» Set problem
Set down, unchanged, the part of the data below that opens with its first line and closes with the line containing "[[149, 195]]".

» Provided data
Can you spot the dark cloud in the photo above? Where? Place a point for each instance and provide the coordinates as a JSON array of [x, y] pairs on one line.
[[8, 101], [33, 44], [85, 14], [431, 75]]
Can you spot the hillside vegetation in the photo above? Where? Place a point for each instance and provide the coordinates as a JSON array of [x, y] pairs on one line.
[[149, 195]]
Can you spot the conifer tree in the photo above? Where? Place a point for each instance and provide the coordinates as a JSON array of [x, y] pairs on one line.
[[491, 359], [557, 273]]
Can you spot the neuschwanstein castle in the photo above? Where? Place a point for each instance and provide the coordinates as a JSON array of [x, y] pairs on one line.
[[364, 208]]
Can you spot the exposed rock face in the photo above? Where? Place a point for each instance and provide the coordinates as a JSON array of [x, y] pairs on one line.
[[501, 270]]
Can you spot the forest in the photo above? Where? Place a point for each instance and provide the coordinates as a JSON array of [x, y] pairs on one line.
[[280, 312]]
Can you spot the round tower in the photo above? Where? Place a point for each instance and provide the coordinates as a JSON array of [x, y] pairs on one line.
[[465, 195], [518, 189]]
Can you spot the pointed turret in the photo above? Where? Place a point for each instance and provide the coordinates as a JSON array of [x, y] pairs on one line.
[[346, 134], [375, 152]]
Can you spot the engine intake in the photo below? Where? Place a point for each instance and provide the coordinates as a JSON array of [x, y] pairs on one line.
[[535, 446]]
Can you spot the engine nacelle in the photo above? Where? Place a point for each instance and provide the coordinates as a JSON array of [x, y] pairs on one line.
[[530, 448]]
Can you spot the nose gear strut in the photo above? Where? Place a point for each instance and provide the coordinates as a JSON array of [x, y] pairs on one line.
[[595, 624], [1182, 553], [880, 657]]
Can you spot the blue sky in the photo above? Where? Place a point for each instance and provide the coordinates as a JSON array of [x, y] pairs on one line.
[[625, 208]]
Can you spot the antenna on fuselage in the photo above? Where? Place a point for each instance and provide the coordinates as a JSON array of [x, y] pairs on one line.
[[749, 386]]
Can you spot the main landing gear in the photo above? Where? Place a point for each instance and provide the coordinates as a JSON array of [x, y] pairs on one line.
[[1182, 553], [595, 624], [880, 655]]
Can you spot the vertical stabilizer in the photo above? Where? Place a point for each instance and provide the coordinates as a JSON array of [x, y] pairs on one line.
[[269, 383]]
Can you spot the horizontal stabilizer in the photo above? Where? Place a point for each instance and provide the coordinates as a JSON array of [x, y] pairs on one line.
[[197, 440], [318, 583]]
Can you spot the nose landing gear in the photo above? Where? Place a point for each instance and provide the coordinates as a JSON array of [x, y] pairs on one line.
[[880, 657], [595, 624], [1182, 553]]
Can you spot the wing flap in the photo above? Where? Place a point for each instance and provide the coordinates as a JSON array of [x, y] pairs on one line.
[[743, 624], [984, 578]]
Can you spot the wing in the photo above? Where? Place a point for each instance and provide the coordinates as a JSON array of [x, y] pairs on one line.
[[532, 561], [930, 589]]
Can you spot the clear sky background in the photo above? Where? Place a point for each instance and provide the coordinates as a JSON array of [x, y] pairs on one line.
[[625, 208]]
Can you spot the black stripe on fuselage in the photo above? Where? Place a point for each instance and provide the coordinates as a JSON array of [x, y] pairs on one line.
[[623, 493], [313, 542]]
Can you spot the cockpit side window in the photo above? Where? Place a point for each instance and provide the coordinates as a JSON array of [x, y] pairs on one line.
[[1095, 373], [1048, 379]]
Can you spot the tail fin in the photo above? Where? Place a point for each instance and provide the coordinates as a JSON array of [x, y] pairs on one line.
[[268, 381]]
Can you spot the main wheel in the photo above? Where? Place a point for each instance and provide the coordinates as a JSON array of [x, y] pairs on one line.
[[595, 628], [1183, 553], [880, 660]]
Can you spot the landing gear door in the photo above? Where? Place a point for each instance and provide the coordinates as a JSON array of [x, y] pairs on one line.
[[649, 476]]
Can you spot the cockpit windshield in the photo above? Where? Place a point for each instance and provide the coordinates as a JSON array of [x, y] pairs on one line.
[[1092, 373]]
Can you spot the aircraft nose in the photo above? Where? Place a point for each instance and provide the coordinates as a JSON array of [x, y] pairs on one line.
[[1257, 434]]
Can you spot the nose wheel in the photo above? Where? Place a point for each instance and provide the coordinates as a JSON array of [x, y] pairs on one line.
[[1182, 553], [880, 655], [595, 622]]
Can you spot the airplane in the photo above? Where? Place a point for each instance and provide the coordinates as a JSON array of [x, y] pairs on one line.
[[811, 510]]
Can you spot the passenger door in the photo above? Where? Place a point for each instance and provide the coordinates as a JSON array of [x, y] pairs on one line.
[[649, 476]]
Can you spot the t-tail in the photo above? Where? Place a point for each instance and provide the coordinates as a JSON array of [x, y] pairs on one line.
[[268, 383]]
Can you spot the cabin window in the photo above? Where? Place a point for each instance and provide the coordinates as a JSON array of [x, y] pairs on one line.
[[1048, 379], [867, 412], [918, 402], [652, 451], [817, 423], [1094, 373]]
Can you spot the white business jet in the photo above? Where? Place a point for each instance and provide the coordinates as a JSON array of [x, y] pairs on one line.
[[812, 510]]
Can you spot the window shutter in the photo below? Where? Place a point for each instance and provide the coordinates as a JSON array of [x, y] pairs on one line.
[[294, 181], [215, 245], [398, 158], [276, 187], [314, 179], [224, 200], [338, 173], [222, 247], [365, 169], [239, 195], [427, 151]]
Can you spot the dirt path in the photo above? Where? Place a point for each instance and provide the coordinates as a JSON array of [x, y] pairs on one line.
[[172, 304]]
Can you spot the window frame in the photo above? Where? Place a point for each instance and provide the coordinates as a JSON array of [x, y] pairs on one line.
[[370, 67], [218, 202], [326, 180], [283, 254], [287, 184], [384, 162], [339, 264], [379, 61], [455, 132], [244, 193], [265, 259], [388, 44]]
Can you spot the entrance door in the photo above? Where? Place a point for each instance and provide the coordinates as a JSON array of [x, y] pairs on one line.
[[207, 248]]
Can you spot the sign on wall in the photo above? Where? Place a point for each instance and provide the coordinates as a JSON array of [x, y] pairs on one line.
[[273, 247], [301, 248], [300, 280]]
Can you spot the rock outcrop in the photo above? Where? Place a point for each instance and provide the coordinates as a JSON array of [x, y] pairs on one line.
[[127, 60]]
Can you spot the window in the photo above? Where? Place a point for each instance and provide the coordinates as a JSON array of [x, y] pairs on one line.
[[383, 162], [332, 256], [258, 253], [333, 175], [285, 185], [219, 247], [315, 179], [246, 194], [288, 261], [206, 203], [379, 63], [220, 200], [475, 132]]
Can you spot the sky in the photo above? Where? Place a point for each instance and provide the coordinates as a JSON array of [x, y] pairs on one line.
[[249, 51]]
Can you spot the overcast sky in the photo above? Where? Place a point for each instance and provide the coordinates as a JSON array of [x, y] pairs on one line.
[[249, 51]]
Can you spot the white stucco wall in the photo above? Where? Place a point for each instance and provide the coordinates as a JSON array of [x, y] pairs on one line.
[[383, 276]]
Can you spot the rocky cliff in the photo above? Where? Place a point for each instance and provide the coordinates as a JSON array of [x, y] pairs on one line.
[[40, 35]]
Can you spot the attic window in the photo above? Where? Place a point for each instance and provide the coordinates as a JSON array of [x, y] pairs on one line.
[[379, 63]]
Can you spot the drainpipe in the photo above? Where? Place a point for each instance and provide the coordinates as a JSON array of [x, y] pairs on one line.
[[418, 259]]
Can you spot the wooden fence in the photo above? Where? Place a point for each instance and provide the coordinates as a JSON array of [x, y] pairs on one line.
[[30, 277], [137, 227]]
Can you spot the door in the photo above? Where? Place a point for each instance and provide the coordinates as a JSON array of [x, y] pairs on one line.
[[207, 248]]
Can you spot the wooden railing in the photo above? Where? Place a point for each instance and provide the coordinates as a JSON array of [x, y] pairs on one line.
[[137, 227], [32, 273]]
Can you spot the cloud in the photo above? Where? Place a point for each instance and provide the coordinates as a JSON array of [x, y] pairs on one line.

» Task output
Can you spot the dark cloud in the photo above? Where? Place a point for each instance and provide the coordinates as a JSON array of [x, y] pairs on one line.
[[8, 101], [33, 44], [85, 14], [431, 75]]
Can you spot the hillside vegetation in the photo above? Where? Place a point for each instance and provide the coordinates as a JSON array of [x, y] pairs on one line.
[[149, 195]]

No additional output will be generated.